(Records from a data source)
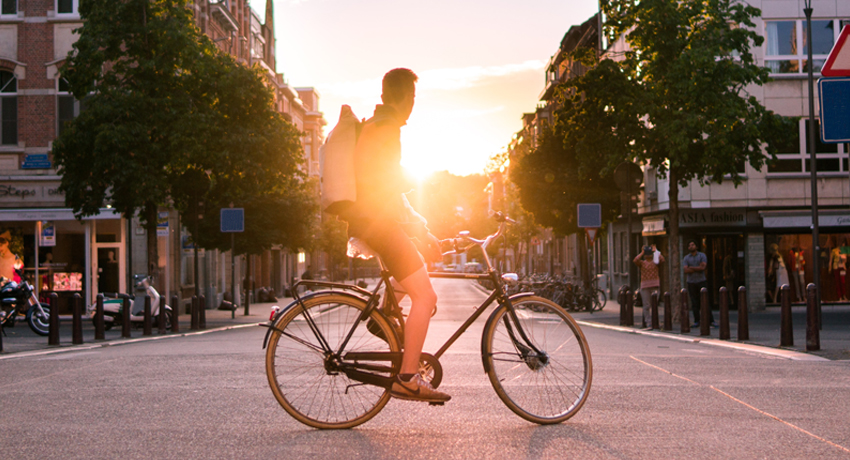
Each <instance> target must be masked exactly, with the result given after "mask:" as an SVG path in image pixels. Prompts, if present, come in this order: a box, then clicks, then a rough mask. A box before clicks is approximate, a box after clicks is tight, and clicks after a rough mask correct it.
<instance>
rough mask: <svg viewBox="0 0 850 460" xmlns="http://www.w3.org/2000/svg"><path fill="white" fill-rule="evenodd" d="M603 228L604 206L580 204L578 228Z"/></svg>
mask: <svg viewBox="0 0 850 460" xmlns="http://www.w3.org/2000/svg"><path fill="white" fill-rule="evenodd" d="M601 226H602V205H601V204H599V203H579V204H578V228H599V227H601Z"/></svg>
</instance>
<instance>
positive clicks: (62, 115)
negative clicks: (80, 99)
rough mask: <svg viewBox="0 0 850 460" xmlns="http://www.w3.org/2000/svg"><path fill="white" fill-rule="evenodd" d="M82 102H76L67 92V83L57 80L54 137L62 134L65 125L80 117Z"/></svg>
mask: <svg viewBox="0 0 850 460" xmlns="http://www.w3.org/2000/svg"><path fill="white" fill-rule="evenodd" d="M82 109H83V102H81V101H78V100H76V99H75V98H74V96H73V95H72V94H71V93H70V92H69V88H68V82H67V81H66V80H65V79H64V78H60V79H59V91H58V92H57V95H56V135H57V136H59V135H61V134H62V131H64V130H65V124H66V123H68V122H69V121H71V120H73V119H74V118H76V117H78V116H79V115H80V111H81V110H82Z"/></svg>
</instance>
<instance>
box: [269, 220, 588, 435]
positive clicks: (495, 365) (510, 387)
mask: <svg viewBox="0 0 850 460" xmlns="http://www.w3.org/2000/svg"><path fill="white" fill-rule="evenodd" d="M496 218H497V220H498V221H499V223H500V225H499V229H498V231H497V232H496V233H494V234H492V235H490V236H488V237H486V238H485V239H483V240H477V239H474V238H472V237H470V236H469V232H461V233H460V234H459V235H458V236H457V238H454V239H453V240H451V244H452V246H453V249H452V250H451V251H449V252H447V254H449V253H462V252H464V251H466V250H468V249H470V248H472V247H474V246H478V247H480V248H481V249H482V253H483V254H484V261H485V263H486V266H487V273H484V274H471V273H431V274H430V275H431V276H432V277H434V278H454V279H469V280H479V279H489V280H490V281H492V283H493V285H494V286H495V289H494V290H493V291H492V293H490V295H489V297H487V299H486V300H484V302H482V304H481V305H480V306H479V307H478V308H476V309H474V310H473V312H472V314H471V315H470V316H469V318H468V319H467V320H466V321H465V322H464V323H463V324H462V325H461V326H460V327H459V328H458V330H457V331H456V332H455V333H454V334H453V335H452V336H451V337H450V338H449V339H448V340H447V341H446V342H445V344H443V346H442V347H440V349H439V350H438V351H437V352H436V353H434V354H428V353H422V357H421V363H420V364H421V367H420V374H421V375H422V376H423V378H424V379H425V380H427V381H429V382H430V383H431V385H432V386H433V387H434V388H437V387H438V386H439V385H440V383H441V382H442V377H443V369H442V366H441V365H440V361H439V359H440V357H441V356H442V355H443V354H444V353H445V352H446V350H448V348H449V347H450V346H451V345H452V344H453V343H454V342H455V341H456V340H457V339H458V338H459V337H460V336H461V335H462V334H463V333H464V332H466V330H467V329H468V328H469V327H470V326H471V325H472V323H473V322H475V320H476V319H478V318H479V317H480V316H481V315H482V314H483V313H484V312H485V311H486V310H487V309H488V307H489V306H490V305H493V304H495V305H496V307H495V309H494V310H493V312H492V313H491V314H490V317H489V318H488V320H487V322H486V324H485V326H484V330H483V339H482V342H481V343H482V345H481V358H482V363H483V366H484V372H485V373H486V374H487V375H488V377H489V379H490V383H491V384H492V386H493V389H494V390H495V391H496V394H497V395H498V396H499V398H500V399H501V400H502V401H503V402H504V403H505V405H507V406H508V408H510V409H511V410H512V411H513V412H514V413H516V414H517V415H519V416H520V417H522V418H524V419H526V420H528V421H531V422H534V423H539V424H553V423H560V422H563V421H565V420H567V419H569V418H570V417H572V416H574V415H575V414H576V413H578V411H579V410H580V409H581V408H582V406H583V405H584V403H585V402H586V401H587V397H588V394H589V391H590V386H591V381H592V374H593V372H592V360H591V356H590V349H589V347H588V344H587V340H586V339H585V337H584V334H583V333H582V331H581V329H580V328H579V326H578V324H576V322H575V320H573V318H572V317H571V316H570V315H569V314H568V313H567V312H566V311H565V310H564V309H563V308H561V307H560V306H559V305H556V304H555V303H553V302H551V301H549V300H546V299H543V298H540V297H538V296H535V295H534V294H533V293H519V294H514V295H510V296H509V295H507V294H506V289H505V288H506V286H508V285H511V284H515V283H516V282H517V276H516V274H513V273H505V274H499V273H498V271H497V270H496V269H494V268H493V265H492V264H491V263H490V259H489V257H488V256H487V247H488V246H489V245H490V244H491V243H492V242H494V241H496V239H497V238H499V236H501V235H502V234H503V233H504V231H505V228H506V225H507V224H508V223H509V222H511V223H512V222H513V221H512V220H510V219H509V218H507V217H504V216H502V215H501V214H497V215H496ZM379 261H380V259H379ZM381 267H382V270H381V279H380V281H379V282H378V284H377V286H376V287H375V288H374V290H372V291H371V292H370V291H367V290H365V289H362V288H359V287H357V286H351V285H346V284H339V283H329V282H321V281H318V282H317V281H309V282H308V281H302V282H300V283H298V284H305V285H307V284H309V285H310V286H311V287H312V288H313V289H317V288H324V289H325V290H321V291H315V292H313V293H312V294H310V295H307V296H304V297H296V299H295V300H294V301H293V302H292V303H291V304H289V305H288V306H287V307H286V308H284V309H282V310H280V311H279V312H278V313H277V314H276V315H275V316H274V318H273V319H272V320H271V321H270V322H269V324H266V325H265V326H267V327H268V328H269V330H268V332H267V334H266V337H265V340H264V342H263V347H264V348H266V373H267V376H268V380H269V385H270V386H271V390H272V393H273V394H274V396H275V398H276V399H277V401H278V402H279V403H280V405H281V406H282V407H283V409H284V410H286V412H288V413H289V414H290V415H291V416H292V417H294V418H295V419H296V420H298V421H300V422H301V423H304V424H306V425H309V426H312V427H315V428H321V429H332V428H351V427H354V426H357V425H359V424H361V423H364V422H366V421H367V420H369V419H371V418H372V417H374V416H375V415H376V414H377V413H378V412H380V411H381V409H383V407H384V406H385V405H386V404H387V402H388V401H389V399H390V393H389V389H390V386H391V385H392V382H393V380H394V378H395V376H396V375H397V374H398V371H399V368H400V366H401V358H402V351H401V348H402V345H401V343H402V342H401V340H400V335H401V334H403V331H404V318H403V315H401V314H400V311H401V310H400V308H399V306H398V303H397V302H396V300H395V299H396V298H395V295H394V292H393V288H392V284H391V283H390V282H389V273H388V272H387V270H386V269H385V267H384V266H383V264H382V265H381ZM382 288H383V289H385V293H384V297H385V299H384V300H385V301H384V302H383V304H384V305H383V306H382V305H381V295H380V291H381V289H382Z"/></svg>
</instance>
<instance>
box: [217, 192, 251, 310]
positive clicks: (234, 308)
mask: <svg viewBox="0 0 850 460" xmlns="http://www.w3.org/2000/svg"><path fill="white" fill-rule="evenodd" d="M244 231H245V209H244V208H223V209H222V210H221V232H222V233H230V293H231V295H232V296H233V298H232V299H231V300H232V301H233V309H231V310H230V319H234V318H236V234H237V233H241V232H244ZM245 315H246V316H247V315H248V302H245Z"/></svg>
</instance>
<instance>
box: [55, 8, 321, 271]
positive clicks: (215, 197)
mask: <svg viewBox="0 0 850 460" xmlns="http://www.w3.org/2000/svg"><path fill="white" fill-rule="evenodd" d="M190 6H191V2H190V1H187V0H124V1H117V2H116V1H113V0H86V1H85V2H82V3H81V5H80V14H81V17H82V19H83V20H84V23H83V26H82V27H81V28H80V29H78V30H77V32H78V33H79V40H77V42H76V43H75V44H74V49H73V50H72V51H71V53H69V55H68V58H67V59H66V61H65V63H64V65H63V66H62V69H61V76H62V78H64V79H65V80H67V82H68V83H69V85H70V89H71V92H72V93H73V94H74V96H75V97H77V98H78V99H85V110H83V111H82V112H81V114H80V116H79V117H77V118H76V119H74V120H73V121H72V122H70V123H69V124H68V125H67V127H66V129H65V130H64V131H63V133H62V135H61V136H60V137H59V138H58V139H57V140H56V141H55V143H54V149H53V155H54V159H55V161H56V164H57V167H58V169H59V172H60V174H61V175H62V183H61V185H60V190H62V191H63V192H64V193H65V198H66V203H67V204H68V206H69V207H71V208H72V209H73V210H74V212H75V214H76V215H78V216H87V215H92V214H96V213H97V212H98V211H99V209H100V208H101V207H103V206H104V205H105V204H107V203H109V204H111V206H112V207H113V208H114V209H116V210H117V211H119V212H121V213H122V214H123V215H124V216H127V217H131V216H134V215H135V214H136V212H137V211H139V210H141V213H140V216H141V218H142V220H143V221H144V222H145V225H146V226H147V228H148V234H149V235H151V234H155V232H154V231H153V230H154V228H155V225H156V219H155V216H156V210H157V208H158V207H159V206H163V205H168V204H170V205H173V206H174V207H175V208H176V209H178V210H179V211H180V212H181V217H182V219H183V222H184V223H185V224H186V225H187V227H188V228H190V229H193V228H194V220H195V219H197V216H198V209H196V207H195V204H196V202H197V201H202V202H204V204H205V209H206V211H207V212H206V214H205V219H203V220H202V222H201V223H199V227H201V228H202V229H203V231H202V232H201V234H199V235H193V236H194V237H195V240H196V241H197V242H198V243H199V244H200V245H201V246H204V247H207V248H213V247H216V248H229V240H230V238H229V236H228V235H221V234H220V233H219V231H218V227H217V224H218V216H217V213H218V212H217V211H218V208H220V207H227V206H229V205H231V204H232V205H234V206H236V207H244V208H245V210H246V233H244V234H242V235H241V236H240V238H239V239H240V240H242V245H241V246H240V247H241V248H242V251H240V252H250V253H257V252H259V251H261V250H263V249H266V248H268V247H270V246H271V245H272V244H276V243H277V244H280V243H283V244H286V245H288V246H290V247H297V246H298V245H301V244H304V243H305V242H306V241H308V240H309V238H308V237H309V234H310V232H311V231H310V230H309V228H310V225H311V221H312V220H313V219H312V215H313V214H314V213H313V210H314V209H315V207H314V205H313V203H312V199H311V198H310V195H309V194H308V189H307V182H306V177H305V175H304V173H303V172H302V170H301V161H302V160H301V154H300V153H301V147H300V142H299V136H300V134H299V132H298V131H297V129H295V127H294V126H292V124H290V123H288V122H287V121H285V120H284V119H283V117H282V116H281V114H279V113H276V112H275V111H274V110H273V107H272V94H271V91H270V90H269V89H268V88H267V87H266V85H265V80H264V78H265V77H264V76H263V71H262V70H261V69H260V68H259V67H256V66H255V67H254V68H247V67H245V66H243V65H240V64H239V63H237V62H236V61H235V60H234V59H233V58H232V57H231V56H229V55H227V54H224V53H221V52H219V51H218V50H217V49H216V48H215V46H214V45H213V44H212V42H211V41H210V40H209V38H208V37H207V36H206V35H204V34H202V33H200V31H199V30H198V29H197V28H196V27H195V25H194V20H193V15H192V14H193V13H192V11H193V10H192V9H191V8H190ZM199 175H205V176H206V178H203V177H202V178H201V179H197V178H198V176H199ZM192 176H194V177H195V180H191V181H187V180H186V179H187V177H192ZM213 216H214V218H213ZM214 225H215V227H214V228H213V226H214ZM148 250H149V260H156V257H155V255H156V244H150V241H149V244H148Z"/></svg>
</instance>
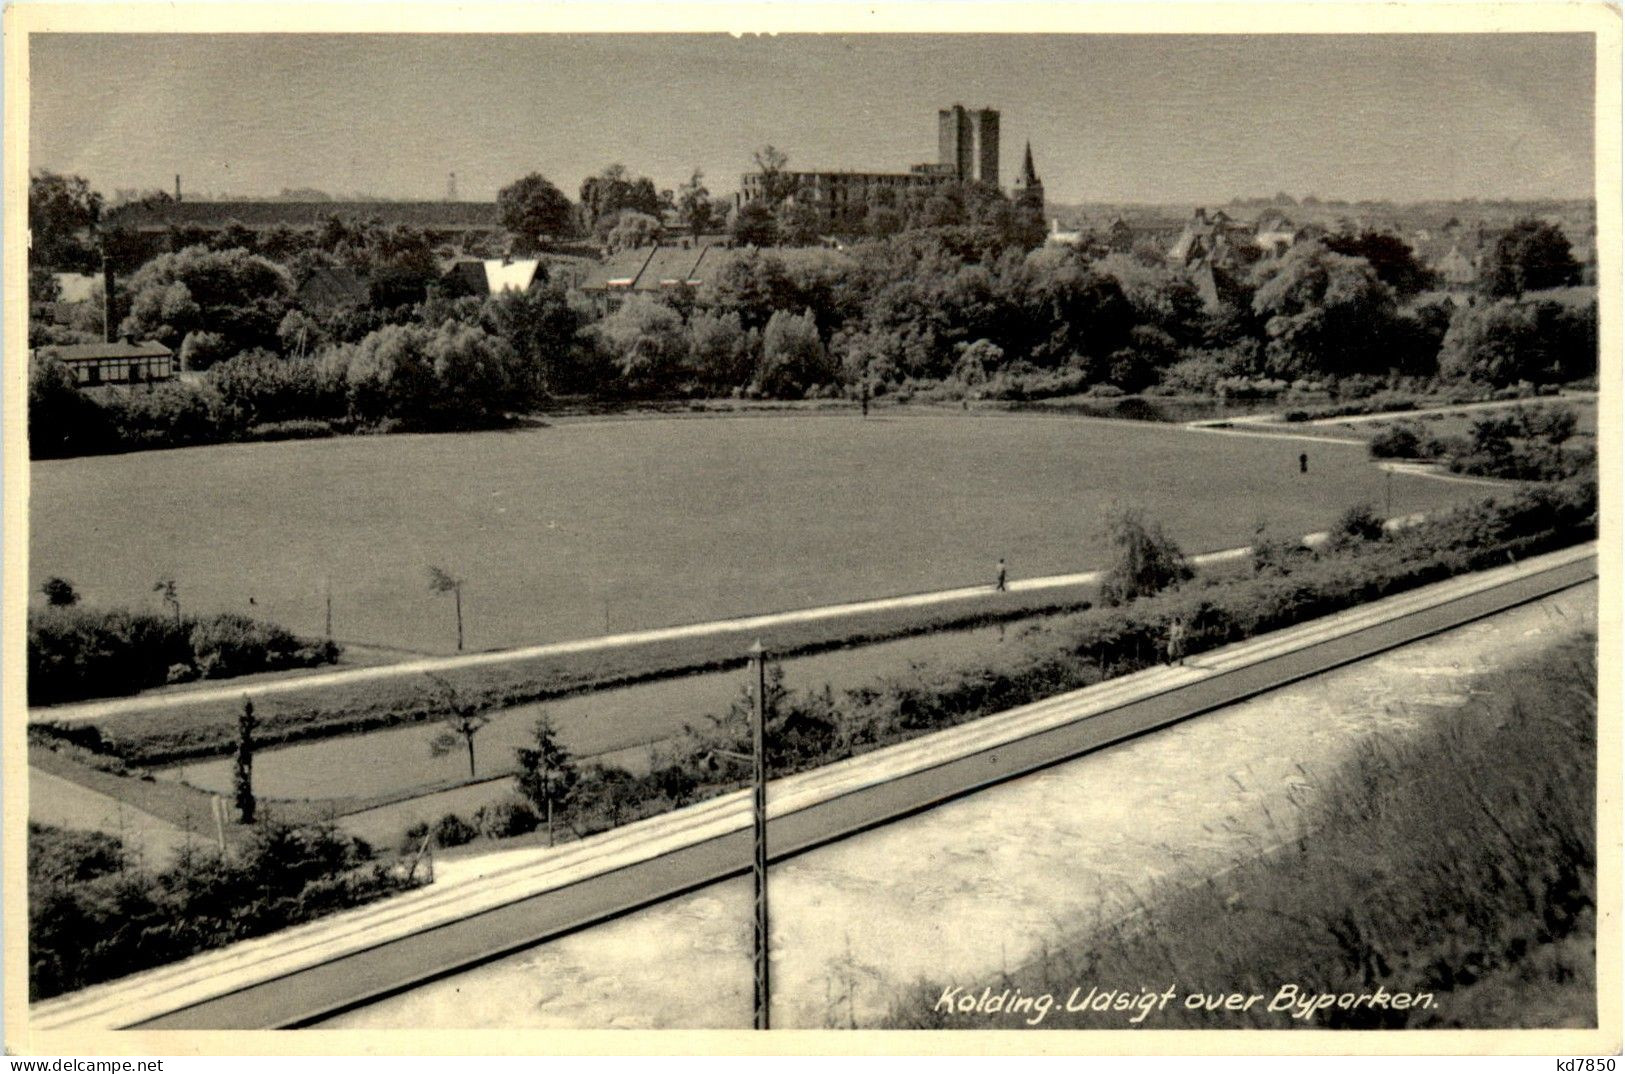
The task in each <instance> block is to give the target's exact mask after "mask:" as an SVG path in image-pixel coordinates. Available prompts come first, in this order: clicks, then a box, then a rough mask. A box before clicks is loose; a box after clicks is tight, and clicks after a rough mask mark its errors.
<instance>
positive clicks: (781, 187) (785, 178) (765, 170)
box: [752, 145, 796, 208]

## Directive
Copy word for word everything from the start of the entries down to the line containing "228L604 206L580 204L578", including that line. Leave the pictures out of your answer.

## Reply to the exercise
Each <instance> target must be masked exactly, with the result given after "mask:" as an SVG path in image pixels. Prompts, if present, come in this order: a box, then clicks, then a rough mask. A box before clicks is approximate, a box after clicks is tight, and clicks after a rough mask correct it.
<instance>
rough mask: <svg viewBox="0 0 850 460" xmlns="http://www.w3.org/2000/svg"><path fill="white" fill-rule="evenodd" d="M603 228L604 206L580 204L578 228Z"/></svg>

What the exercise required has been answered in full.